王 凡
(山東師范大學 文學院,山東 濟南 250014)
論香港邵氏電影《貂蟬》對《三國演義》中貂蟬的形象重塑
王 凡
(山東師范大學 文學院,山東 濟南 250014)
由邵氏兄弟(香港)有限公司投資拍攝、集中展現《三國演義》中王允通過貂蟬巧施連環美人計誅除董卓這一情節的影片《貂蟬》,一方面著意彰顯了貂蟬“公義為先”的獨特形象、重繪了貂蟬命運軌跡,在主流意識形態及傳統歷史思維的影像書寫中折射出李翰祥電影一以貫之的家國情懷;另一方面,影片又出色發揮了黃梅調戲曲唱段對于片中主人公貂蟬的影像重塑所具有的重要作用,從而既反映了20世紀50年代的香港電影對于《三國演義》人物精神內涵的特殊理解與詮釋,亦體現出傳統戲曲元素對于古典名著改編的重要意義。
《貂蟬》;《三國演義》;人物重塑;戲曲唱段;文學改編
一代電影巨匠李翰祥曾對自己拍攝的歷史宮闈片《貂蟬》(1958年)評道:“這個戲雖然使我得到1958年第五屆亞洲影展的最佳導演獎,我卻覺得它是我作品中較糟的一部。既荒唐,又幼稚,電影不電影,戲曲片又非戲曲片,不倫不類,非驢非馬。”[1]460盡管李氏對于《貂蟬》并不滿意,然而這卻不能抹殺該片本身的藝術成就。作為20世紀50年代香港邵氏“三國”題材電影的重要作品,這部依據小說《三國演義》改編拍攝的影片再現了原著中王允通過貂蟬巧施連環美人計誅滅董卓的情節。該片不僅在尊重原著、尋求創新的名著改編理念下對原著人物尤其是主人公貂蟬的藝術形象進行了影像重塑,并且還出色地發揮了戲曲片展示人物心理、刻畫人物性格的特點,這在貂蟬的形象重塑中也有著鮮明的體現。

提供資料
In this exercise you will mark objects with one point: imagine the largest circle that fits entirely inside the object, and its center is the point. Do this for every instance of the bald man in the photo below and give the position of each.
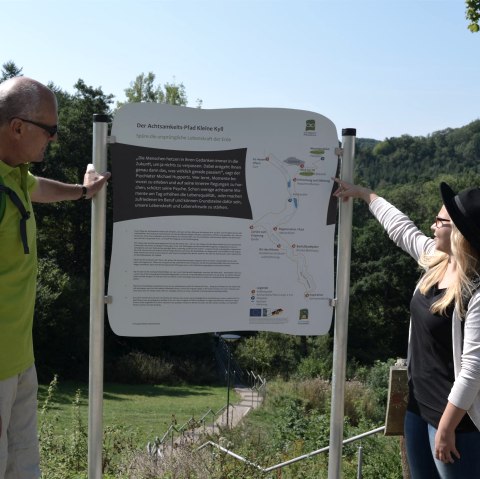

任務目標 1
依據提供文本,李翰祥為何覺得《貂蟬》是自己作品中較糟的一部?請用一至三句說明。
任務目標 2
將提供文本中的句子「盡管李氏對于《貂蟬》并不滿意,然而這卻不能抹殺該片本身的藝術成就。」譯成英文。
任務目標 3
逐字照錄提供文本中介於「論香港邵氏電影《貂蟬》對《三國演義》中貂蟬的形象重塑」與「形象重塑中也有著鮮明的體現。」之間的部分,首尾兩處皆包含在內。
請只根據提供文本作答。

書面回答 1
李翰祥認為這部片子既荒唐又幼稚,算不上電影,也算不上戲曲片。在他看來,它不倫不類、非驢非馬。

書面回答 2
Although Li was not satisfied with Diaochan, this cannot erase the artistic achievements of the film itself.

書面回答 3
論香港邵氏電影《貂蟬》對《三國演義》中貂蟬的形象重塑
王 凡
(山東師范大學 文學院,山東 濟南 250014)
由邵氏兄弟(香港)有限公司投資拍攝、集中展現《三國演義》中王允通過貂蟬巧施連環美人計誅除董卓這一情節的影片《貂蟬》,一方面著意彰顯了貂蟬“公義為先”的獨特形象、重繪了貂蟬命運軌跡,在主流意識形態及傳統歷史思維的影像書寫中折射出李翰祥電影一以貫之的家國情懷;另一方面,影片又出色發揮了黃梅調戲曲唱段對于片中主人公貂蟬的影像重塑所具有的重要作用,從而既反映了20世紀50年代的香港電影對于《三國演義》人物精神內涵的特殊理解與詮釋,亦體現出傳統戲曲元素對于古典名著改編的重要意義。
《貂蟬》;《三國演義》;人物重塑;戲曲唱段;文學改編
一代電影巨匠李翰祥曾對自己拍攝的歷史宮闈片《貂蟬》(1958年)評道:“這個戲雖然使我得到1958年第五屆亞洲影展的最佳導演獎,我卻覺得它是我作品中較糟的一部。既荒唐,又幼稚,電影不電影,戲曲片又非戲曲片,不倫不類,非驢非馬。”[1]460盡管李氏對于《貂蟬》并不滿意,然而這卻不能抹殺該片本身的藝術成就。作為20世紀50年代香港邵氏“三國”題材電影的重要作品,這部依據小說《三國演義》改編拍攝的影片再現了原著中王允通過貂蟬巧施連環美人計誅滅董卓的情節。該片不僅在尊重原著、尋求創新的名著改編理念下對原著人物尤其是主人公貂蟬的藝術形象進行了影像重塑,并且還出色地發揮了戲曲片展示人物心理、刻畫人物性格的特點,這在貂蟬的形象重塑中也有著鮮明的體現。